### TUGAS YANG DIKERJAKAN:
1 > Tentukan apakah tiap pernyataan berikut sesuai dengan teks tentang SPT Tahunan badan. Jawab ya atau tidak, lalu kutip kata-kata penentunya dari teks: (a) Batas waktu penyampaian SPT Tahunan berlangsung sampai dengan 30 April 2024. (b) Per 17 April 2024, DJP melaporkan sebanyak 544.000 SPT Tahunan telah disampaikan oleh wajib pajak badan. (c) Perusahaan yang tidak menyampaikan SPT Tahunan akan dikenakan denda administratif.
2 > Menurut teks tentang SPT Tahunan badan, berapa persen kenaikan jumlah SPT Tahunan yang disampaikan oleh wajib pajak badan?
3 > Tuliskan lanjutan teks tentang SPT Tahunan badan, dimulai setelah kalimat terakhir yang tercantum.

### TEKS BACAAN:
---

Logo Kadin Indonesia

KADIN INDONESIA

Indonesian Chamber of Commerce and Industry

KADIN INDONESIA

Indonesian Chamber of Commerce and Industry

Analisis Tren Perkara Putusan Mahkamah Agung atas Sengketa PPh Badan di Indonesia

Pendahuluan

April adalah bulan dimana perusahaan-perusahaan di seluruh Indonesia diwajibkan untuk menyampaikan Surat Pemberitahuan Tahunan Badan (“SPT Tahunan”) atas pajak penghasilannya (“PPh”). Penyampaian SPT tahunan ini sangatlah penting karena jika tidak disampaikan perusahaan akan dikenakan denda administratif.[1]

Sejalan dengan pentingnya hal tersebut, per 17 April 2024, Direktorat Jenderal Pajak (“DJP”) melaporkan sebanyak 444.000 SPT Tahunan telah disampaikan oleh wajib pajak badan dan meningkat sebesar 5,37% dibandingkan tahun-tahun sebelumnya.[2] Jumlah ini masih akan bertambah karena batas waktu penyampaian SPT Tahunan masih berlangsung sampai dengan 30 April 2024.

---

### BARIS DATA:
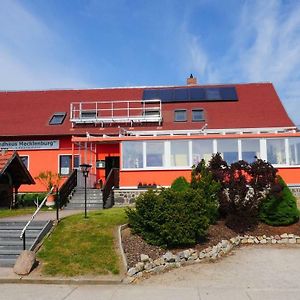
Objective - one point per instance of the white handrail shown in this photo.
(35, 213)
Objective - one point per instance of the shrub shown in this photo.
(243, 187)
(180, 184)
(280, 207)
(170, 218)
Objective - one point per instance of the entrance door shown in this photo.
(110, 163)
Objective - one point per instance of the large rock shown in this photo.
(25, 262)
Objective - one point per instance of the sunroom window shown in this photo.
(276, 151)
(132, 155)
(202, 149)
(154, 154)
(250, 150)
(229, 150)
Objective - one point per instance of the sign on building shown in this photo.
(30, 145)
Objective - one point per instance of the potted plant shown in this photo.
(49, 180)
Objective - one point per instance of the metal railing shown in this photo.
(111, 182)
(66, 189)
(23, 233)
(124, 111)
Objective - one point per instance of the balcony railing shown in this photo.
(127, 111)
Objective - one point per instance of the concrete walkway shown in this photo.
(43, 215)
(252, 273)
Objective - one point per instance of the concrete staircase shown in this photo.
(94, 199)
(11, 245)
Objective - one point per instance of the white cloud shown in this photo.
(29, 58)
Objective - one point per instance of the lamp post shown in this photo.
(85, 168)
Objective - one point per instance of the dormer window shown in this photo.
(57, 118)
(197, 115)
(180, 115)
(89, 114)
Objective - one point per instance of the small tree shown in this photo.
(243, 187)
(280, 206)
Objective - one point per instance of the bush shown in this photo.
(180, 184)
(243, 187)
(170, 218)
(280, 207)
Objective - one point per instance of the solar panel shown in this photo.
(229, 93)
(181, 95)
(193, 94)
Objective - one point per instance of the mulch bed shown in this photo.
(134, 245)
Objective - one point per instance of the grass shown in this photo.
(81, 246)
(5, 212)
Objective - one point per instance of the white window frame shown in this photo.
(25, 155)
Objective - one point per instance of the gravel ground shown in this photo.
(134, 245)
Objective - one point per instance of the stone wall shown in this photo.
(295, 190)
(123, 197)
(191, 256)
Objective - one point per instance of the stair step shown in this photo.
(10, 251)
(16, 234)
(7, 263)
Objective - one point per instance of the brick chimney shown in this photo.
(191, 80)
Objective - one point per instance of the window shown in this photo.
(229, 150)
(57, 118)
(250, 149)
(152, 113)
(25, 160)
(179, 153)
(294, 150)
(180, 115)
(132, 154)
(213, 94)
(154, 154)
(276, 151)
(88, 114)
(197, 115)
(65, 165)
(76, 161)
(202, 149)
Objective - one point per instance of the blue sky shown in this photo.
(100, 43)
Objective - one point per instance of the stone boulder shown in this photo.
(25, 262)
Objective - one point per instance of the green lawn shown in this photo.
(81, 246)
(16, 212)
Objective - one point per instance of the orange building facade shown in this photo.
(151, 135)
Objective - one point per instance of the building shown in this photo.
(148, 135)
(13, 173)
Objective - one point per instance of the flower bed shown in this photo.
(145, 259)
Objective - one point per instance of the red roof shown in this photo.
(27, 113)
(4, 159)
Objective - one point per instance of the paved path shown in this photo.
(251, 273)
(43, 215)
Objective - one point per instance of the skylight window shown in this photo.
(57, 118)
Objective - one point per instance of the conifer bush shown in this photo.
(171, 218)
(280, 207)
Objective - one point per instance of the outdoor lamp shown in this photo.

---

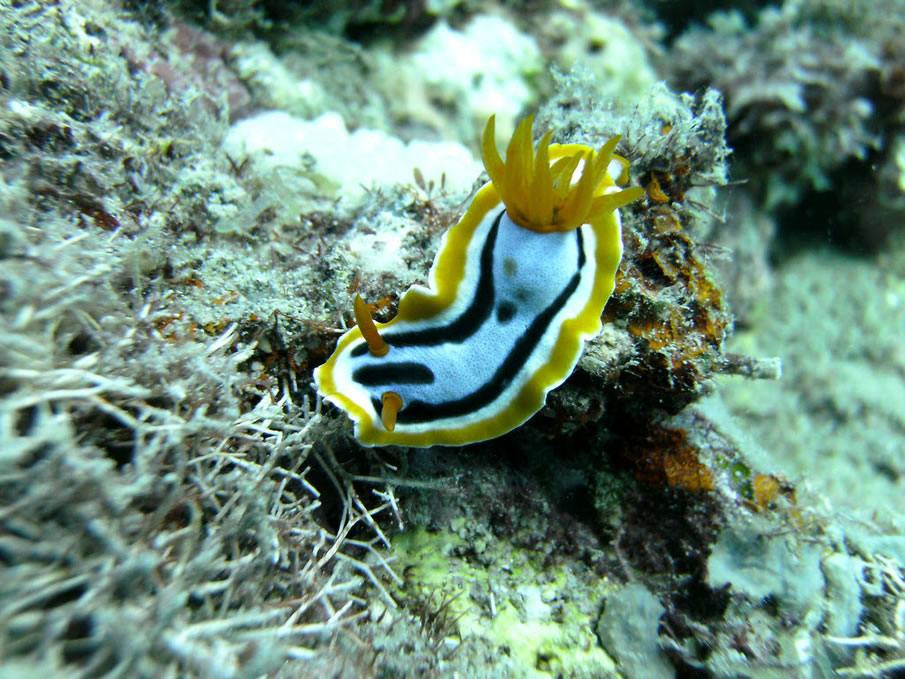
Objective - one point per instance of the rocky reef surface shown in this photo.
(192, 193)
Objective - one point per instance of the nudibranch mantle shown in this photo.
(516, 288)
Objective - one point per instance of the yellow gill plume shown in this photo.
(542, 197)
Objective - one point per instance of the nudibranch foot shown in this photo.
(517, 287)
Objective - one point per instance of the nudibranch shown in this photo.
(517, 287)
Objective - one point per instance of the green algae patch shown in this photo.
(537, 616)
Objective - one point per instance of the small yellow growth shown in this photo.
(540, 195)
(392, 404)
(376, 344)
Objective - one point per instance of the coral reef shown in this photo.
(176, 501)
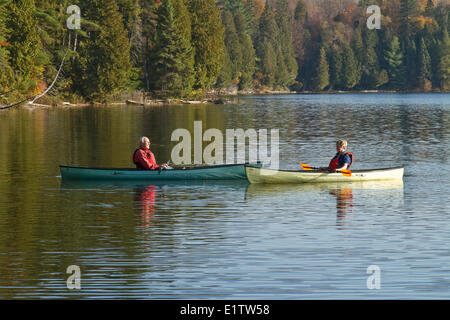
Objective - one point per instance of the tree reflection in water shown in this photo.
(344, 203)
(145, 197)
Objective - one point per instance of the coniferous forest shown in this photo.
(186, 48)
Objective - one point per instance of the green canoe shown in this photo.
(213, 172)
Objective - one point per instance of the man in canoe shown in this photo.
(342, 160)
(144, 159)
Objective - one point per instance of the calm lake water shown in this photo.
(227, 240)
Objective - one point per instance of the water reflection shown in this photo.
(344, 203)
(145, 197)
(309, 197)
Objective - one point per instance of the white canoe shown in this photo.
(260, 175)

---

### JAWABAN SETIAP TUGAS:
1 >
(a) Ya: "batas waktu penyampaian SPT Tahunan masih berlangsung sampai dengan 30 April 2024"
(b) Tidak: "sebanyak 444.000 SPT Tahunan telah disampaikan oleh wajib pajak badan"
(c) Ya: "jika tidak disampaikan perusahaan akan dikenakan denda administratif"

2 > Jumlahnya meningkat sebesar 5,37% dibandingkan tahun-tahun sebelumnya.

3 >
Terkait dengan pelaporan pajak, Indonesia saat ini menganut rezim pajak self-assessment yang mengharuskan wajib pajak untuk menghitung, membayar, dan melaporkan sendiri kewajiban perpajakannya kepada DJP. Namun, DJP juga berwenang melakukan pemeriksaan pajak untuk menilai kepatuhan wajib pajak terhadap peraturan perundang-undangan, termasuk menerbitkan surat ketetapan pajak apabila wajib pajak yang bersangkutan belum memenuhi kewajiban perpajakannya.[3]

Berdasarkan pengaturan di atas, sengketa perpajakan dapat timbul apabila terdapat perbedaan penafsiran atas pelaksanaan ketentuan perpajakan tertentu dan/atau perbedaan penghitungan pajak antara wajib pajak dan DJP. Statistik dari Sekretariat Pengadilan Pajak Menteri Keuangan menunjukkan bahwa jumlah sengketa perpajakan yang diajukan oleh wajib pajak telah meningkat menjadi 16.278 putusan di tahun 2023.

Untuk memitigasi risiko sengketa perpajakan ini, penting bagi wajib pajak badan untuk memahami cara kerja dan mekanisme perkara perpajakan. Oleh karena itu, edisi Indonesian Law Digest (“ILD”) kali ini akan menyajikan analisis mengenai sengketa perpajakan yang secara khusus berkaitan dengan PPh badan.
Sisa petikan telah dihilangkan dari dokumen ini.